YOUR OBJECTIVE: Please return every record below exactly as it stands.
──────── DATA ────────
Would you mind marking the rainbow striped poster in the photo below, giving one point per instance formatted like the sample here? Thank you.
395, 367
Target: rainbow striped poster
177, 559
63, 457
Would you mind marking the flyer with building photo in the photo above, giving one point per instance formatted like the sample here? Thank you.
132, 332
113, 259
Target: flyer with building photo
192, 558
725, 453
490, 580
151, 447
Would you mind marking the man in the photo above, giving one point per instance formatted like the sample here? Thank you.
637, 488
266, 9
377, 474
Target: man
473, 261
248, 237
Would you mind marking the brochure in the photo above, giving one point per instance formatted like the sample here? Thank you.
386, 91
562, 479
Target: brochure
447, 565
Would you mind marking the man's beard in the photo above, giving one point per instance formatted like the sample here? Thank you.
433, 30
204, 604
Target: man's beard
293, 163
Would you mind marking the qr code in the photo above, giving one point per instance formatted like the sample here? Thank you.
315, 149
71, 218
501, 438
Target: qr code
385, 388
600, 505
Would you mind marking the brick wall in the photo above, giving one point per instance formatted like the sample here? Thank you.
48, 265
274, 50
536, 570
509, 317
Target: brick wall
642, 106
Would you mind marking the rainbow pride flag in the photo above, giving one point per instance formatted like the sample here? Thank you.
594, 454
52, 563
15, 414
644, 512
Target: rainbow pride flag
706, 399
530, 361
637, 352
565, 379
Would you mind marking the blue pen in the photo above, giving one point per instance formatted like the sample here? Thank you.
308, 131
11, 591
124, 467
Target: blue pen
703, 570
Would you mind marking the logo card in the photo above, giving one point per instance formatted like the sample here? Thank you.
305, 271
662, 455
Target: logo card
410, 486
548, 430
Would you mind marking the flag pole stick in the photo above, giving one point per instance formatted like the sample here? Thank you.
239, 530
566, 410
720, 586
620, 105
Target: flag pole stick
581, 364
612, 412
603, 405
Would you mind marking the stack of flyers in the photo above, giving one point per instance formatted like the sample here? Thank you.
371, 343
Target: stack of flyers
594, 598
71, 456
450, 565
────────
RESULT OF THIS TASK:
Would you mind marking the rainbow striped poster in the photo below, giving one point per instance formatted like the sample here? Thank you.
395, 367
Target: rainbow striped poster
177, 559
63, 457
Would you mind marking the flyer with building photo in the photo above, giving one point per instance formatted like the sample here? Thank you.
132, 332
113, 259
Target: flyer with building photo
192, 558
725, 453
490, 580
151, 447
Would you mind marking the man in the photo above, giving one point per instance formatted like the sample here? Thank you.
637, 488
266, 9
377, 474
Target: man
473, 261
248, 237
Would you mind marking the brochure in the photo above, giving one point per instance formatted like the sample here? Thank you.
386, 91
562, 479
Target: brochure
447, 565
Would you mind marking the man's beard in the photo above, giving one point per instance formatted like the sample here? Thank you.
433, 30
204, 604
Target: man's beard
293, 163
Would you mind marking the qr code in the photo above, giving one point per instance formatted like the sample here? Thank you.
315, 149
71, 218
501, 438
Target: qr code
385, 388
600, 505
Would you mind marking the brick wall in the photo above, giving one point per instance formatted like the sample here? Thank you.
48, 265
274, 50
536, 570
509, 317
Target: brick wall
642, 106
Would you mind marking the rainbow pride flag in the photo above, giving one point per instance formatted like the sample here? Thank you.
594, 454
52, 563
15, 414
644, 512
Target: rainbow pride flag
706, 399
530, 361
637, 352
565, 379
Would you mind marking the blue pen in the photo above, giving one point per instance formatted like the sample here? Thank you.
308, 131
11, 591
124, 467
Target: blue pen
703, 570
Would you mind marking the logo card in the photo above, giving one point per instance formatted like the sample here? Thank you.
305, 271
662, 455
Target: logo card
410, 486
548, 430
Would you mind marking the flag pole stick in the photo above, giving one point per instance formatted like the sample here? Thank you.
239, 530
566, 410
720, 586
620, 105
Target: flag pole stick
581, 364
612, 412
603, 405
Would you mind marking the stack of flyers in the photo above, giving one point per instance formatted like the sample here? Thank you.
371, 343
Target: stack of flyers
594, 598
71, 456
450, 565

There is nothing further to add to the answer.